··· Listed records ···
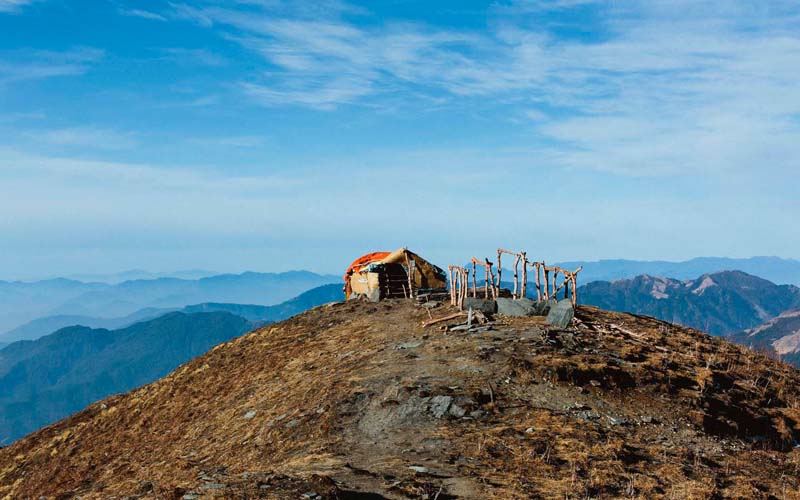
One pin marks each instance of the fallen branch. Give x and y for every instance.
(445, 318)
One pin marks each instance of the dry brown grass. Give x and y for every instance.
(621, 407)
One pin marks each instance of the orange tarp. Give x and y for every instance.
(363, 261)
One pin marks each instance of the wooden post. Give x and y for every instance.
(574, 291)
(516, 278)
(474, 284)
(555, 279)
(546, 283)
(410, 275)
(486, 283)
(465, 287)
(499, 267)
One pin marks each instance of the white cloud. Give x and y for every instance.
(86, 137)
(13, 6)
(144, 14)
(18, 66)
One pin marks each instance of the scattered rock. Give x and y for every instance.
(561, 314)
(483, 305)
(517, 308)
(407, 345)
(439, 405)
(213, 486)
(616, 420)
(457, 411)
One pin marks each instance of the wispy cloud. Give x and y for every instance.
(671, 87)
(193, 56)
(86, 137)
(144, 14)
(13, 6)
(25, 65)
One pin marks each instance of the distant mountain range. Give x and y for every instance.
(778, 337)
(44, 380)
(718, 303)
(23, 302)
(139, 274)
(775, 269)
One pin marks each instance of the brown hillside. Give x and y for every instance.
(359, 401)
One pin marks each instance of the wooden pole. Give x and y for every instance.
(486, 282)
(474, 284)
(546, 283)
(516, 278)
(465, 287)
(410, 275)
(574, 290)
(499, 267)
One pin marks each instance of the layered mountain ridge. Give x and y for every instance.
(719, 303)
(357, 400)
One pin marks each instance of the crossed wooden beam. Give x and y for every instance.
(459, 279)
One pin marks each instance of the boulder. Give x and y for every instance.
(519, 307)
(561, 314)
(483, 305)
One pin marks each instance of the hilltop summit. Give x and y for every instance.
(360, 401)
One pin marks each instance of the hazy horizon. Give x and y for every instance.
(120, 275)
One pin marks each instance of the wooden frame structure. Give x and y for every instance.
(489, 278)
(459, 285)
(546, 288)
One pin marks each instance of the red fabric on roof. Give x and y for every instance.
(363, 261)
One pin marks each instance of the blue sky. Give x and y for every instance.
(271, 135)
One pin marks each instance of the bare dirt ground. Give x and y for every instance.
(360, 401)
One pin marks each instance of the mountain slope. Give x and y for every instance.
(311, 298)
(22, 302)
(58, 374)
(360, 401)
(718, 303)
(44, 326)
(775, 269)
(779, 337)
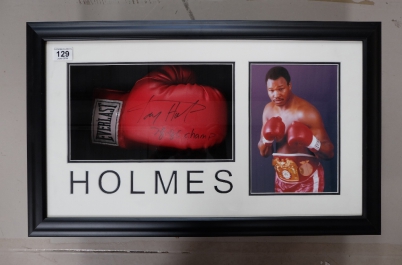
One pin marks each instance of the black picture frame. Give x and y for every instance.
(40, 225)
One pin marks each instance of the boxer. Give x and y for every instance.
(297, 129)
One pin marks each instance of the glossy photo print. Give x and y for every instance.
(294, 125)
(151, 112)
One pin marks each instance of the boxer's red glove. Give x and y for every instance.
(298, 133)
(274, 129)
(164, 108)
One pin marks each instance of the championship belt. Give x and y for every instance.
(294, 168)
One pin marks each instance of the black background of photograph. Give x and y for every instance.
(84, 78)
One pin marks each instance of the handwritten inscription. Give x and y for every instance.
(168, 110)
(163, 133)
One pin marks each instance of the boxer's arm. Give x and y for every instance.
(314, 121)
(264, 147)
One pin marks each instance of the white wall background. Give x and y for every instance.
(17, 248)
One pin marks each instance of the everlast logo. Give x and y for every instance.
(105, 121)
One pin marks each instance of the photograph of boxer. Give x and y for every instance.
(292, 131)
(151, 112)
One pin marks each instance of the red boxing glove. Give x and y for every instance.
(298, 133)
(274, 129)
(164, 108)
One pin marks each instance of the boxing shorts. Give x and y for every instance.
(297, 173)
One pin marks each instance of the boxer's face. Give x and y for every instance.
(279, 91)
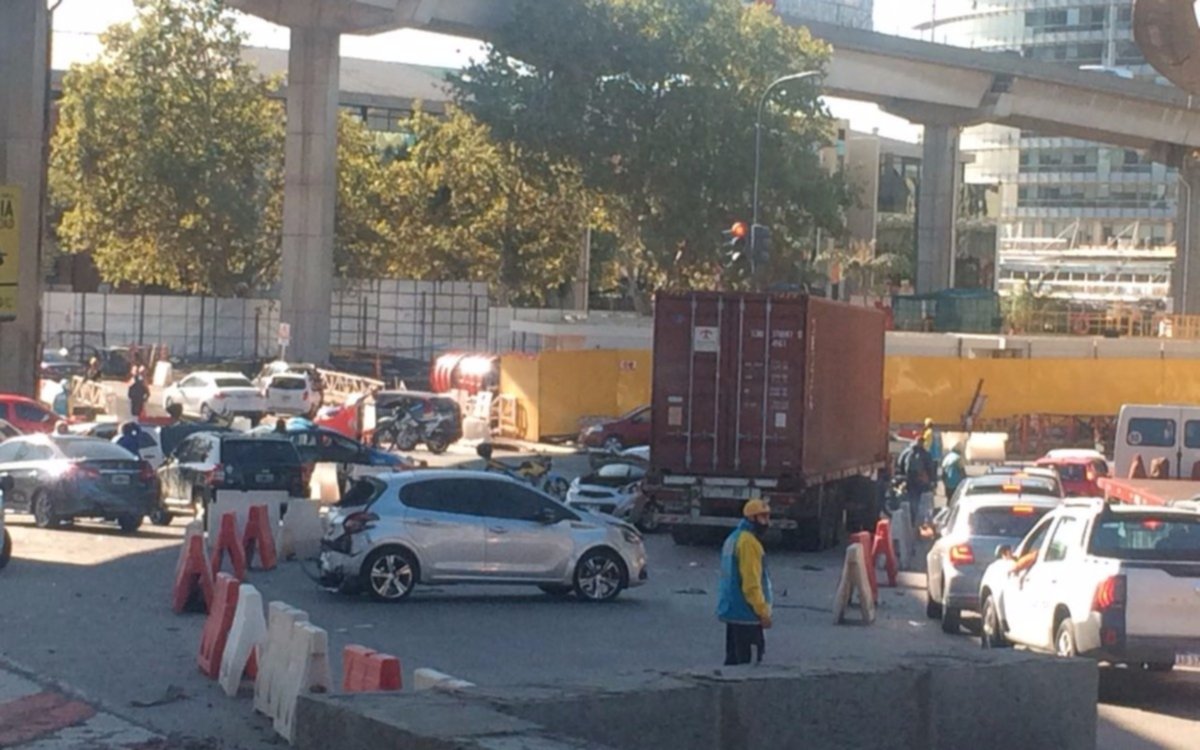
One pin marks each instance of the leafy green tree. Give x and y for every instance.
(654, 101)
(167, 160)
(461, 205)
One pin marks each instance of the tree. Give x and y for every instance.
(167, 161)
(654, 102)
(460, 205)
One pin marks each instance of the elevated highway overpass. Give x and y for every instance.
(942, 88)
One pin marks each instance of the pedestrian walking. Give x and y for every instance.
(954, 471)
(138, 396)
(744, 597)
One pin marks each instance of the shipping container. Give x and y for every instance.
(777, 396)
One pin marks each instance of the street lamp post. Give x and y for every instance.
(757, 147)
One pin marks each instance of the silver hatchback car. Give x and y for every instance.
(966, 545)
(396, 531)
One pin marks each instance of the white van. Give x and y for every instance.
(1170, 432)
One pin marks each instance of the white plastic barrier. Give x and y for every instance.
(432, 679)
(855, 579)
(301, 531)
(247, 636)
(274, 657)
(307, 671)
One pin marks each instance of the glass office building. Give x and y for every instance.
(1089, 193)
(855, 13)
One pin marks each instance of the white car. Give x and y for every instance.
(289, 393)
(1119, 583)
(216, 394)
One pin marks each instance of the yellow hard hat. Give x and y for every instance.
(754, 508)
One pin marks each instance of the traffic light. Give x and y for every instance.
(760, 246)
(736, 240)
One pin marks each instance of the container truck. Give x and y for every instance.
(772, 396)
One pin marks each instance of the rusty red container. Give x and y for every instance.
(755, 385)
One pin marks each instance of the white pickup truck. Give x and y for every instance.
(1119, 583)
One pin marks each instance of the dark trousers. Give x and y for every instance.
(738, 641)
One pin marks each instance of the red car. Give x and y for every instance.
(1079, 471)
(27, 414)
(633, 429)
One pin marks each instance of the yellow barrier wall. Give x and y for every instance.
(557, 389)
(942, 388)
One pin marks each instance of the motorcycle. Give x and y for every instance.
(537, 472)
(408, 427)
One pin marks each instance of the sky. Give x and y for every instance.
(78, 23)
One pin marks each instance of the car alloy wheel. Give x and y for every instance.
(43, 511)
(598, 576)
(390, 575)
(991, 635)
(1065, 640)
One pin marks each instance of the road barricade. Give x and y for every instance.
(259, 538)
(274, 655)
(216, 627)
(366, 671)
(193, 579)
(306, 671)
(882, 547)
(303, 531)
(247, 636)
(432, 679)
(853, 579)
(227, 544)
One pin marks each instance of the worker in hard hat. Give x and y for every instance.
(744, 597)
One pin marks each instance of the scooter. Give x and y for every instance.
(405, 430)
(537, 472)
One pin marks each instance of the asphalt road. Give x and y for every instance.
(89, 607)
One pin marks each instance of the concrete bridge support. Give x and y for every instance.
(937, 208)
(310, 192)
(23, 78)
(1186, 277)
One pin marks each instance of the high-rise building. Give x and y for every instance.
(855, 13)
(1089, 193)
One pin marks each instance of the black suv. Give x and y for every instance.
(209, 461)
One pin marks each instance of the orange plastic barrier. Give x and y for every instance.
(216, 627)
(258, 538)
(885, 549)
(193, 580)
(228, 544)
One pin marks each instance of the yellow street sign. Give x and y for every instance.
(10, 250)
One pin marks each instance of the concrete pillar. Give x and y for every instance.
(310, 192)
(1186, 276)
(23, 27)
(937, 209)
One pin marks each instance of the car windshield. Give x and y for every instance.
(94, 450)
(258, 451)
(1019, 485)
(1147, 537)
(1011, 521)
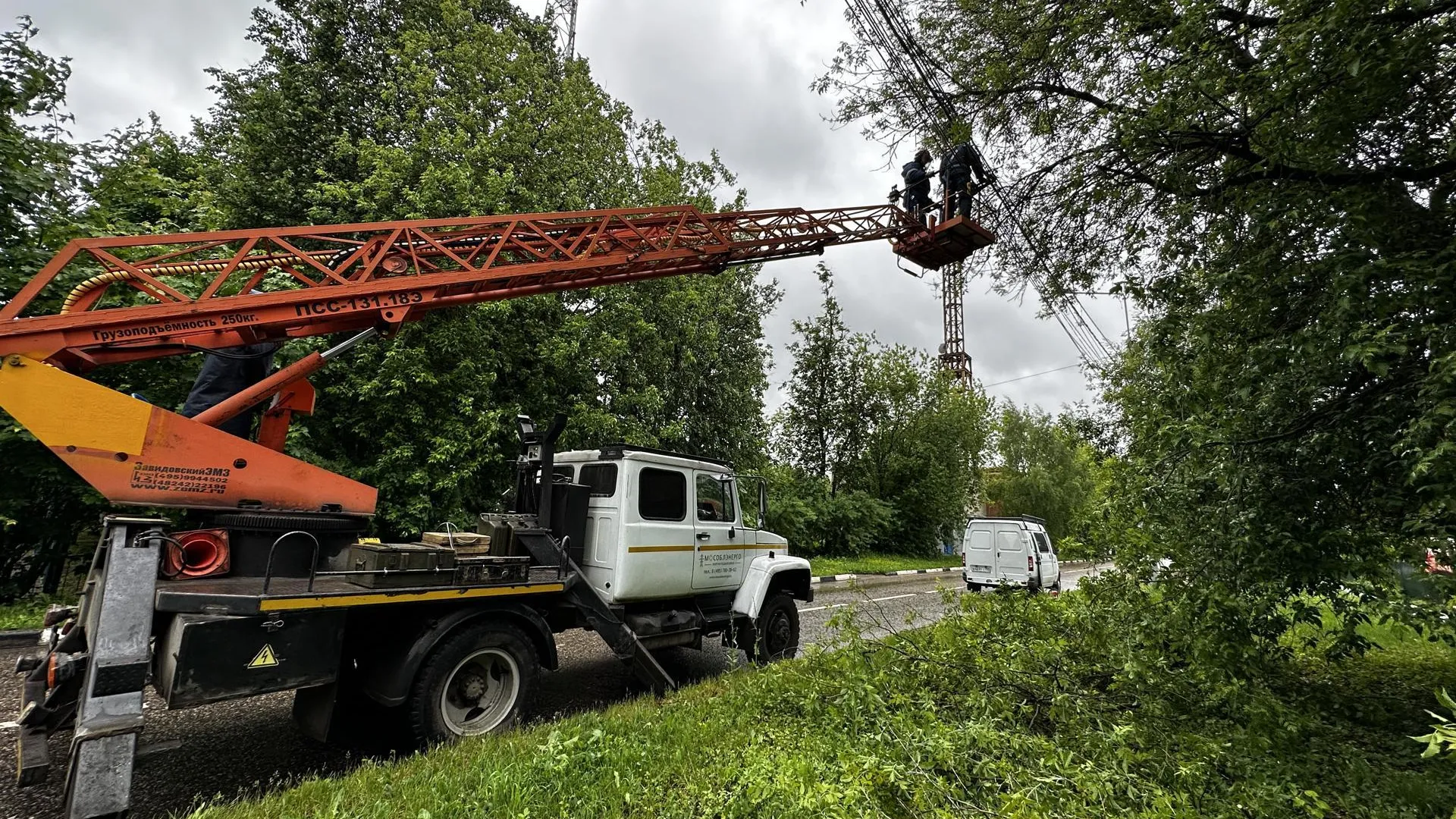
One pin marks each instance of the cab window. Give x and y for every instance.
···
-- Instruction --
Rewrite every line from the one holding "One pin marks each instance of the worker" through the end of the items, both included, and keep the requests unchanged. Multiply each x and y coordinate in the answers by 2.25, round to whole numbers with halves going up, and leave out the pictures.

-- Solved exercise --
One pin marks each instance of the worker in hard hat. Give x and y for every instance.
(1674, 1343)
One pin marks each instance of the scooter. Give x and y for every instance.
(911, 968)
(1208, 1062)
One pin marks each instance of the asphalt road. Give x and y for every instance.
(200, 1366)
One pin marks each instance of the concrete bridge support. Give x and y for every instance.
(2108, 468)
(698, 432)
(52, 176)
(2669, 623)
One pin marks each instance of the high-rise building. Give x and y for every instance.
(1924, 29)
(2450, 434)
One pin marks each instance of the black suv. Give x and y for every instance.
(470, 1037)
One pin marks each instance of the orange plastic barrier. Give x and y for every instance.
(486, 1411)
(581, 1211)
(1991, 1235)
(434, 1305)
(513, 1224)
One pin marks each instance of the yellow street sign. Give x and y for every instance.
(23, 563)
One pin marks each instance of the concrete pillar. Give x and y for every instance.
(698, 432)
(2669, 621)
(52, 61)
(2108, 470)
One pin marks each instance of the car windshield. Give x and y for every instance.
(212, 1013)
(581, 1015)
(2293, 1091)
(2581, 1208)
(2275, 1172)
One pin marks each instance of the cab window. Give x and y for every instance.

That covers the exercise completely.